With the threat of Winter Storm Juno looming over us, Alex and I freaked out just as bad as everyone else in NYC. We were pretty convinced that being snowed into our apartment for a couple days was a real possibility. So we went to the store (which was absolute chaos) and stocked up on whatever goods we thought would get us through his “potentially historic blizzard.” There was talk of over two feet of snow, which even for a Mainer like me is a dumb amount. For NYC, that would shut the city down. What the hell would we do with all that snow? This was the question of everyone’s mind when we all went completely bananas.

AIM 1.
In the passage about Winter Storm Juno, how much snow was there talk of?
AIM 2.
List every proper noun that appears in the passage about Winter Storm Juno, naming each one only once.
AIM 3.
Write a continuation of the passage about Winter Storm Juno, picking up after its final sentence.
The data that comes after this text is not required for any of the work here.

ITEMS.
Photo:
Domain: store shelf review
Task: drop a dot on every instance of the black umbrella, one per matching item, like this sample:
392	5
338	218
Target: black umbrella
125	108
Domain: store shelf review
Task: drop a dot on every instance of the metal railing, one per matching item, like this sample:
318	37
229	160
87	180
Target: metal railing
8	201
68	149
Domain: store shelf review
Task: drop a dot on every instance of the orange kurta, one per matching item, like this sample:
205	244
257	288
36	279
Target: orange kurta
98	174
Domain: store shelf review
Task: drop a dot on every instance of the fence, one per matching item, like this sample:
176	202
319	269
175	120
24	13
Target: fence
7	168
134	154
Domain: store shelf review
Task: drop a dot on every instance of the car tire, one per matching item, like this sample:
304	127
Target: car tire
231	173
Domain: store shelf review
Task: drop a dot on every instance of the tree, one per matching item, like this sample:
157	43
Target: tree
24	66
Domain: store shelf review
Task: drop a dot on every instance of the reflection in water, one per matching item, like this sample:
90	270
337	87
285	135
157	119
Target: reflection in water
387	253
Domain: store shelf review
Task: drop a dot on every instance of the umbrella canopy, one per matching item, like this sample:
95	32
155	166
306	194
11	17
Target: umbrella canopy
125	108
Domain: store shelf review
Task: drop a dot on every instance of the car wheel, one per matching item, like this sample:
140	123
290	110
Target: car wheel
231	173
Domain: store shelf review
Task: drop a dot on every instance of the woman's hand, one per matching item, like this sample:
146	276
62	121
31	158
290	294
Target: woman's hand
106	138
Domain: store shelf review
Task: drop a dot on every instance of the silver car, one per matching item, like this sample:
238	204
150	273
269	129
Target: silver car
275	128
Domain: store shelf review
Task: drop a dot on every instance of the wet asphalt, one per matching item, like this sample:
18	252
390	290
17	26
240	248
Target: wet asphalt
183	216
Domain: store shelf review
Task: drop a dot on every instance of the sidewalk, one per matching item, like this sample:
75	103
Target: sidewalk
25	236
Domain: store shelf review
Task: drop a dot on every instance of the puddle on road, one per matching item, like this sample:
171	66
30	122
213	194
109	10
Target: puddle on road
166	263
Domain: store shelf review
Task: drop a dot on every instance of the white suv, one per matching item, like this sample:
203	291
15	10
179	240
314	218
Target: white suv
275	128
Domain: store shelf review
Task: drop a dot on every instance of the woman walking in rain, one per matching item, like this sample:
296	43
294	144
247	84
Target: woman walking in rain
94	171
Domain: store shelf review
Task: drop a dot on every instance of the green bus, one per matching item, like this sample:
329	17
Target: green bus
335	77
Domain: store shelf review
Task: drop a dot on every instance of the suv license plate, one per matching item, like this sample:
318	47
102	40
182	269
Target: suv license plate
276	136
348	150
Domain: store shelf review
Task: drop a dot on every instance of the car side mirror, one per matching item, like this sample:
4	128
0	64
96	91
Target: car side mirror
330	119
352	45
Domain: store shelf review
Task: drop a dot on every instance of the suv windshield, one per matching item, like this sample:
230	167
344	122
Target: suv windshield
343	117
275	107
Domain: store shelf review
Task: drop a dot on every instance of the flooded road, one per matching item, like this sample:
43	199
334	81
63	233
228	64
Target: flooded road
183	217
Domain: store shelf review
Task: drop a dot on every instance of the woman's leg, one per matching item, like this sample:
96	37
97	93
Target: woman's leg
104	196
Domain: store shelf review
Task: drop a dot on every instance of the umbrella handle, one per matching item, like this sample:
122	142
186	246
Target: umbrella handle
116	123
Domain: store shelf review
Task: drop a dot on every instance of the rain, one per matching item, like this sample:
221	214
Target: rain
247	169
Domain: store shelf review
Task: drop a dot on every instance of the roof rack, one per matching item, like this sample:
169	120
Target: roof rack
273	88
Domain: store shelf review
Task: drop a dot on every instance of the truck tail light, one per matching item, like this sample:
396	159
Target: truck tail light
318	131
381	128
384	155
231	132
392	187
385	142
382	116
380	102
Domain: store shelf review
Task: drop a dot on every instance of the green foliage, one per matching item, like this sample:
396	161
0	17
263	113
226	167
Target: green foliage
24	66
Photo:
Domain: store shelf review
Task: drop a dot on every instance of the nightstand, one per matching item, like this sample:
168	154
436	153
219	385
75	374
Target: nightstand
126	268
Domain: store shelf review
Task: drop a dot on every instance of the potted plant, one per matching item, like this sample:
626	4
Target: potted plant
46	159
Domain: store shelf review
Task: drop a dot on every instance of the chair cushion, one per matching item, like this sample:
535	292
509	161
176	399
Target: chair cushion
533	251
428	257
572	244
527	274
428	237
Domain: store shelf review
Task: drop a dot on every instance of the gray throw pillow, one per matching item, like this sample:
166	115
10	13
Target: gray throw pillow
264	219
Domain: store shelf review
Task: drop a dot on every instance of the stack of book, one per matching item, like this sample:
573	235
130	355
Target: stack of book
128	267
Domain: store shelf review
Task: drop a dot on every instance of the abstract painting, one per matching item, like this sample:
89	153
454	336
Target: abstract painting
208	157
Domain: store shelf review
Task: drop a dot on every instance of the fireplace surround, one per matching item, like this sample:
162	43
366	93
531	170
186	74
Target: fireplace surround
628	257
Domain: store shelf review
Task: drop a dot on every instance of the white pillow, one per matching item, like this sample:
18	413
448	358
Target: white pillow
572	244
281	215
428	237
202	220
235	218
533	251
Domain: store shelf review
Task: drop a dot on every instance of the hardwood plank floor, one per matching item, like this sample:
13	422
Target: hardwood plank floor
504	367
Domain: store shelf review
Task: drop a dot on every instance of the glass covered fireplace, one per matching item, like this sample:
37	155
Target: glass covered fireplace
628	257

FINAL RESULT 1.
Over two feet of snow.

FINAL RESULT 2.
Winter Storm Juno, Alex, NYC, Mainer

FINAL RESULT 3.
All this talk of snow lead to a pretty humorous string of emails with my colleagues at the New York Transit Museum entitled “A Blizzard of Lies.” While we where talking about other historic snowstorms, I think that calling Juno a Blizzard of Lies is totally appropriate. It looks like NYC got just over 4 inches. ERMAHGERD! What are we possibly going to do with all that?!?!!? I almost got into a fistfight with a senior citizen over chicken broth, and we only got 4 inches of snow? She totally could have taken me, by the way…
Juno may have been a dud, but what about other snowstorms, specifically the big one of 1888? The Blizzard of 1888 was one of the worst natural disasters to strike New York City ever, ever. The blizzard struck in mid March, and no one was prepared for it. The day before, the temperatures where in the 50s, but suddenly they dropped, and a really nasty storm blew into town, dumping about 23 inches of snow in a matter of 2 days. The early New York City electrical lines were still above ground, and they were all destroyed. The elevated trains where stopped in their tracks, leaving all the people in the trains stranded above the streets for days. We aren’t sure exactly how many people died, but it could be as low as 200 or as high as 400. With wind speeds in excess of 75 miles per hour, the snow drifts could be as high as 60 inches or more. This was truly a nasty blizzard. It took the city weeks to dig itself out. There were reports that some of the big drifts of snow lasted until July!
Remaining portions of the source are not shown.